»»

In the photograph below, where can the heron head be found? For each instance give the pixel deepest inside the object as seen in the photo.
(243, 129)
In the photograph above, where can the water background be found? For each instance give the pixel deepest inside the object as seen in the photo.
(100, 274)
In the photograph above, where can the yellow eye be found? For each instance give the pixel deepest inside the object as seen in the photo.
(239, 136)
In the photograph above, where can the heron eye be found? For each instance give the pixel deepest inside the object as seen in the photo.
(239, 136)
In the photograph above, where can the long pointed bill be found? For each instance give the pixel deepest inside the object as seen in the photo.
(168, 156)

««

TASK STATEMENT: Each line of the data above must be restated word for word.

ANSWER TO THIS EXERCISE:
In the photograph below, where can the heron head be found? For each instance give the pixel deepest inside the object as seen in the photo.
(243, 129)
In the photograph above, where can the water background be found? For each instance give the pixel deepest inside the object as seen in the photo.
(100, 274)
In the photograph above, where can the yellow eye be found? For each instance give the pixel deepest inside the object as seen in the photo.
(239, 136)
In the photograph above, where can the heron eye be found? For each instance give the pixel deepest inside the object as seen in the photo.
(239, 136)
In the photograph above, where can the long pointed bill be found? For each instance give the pixel deepest inside the object as seen in the photo.
(168, 156)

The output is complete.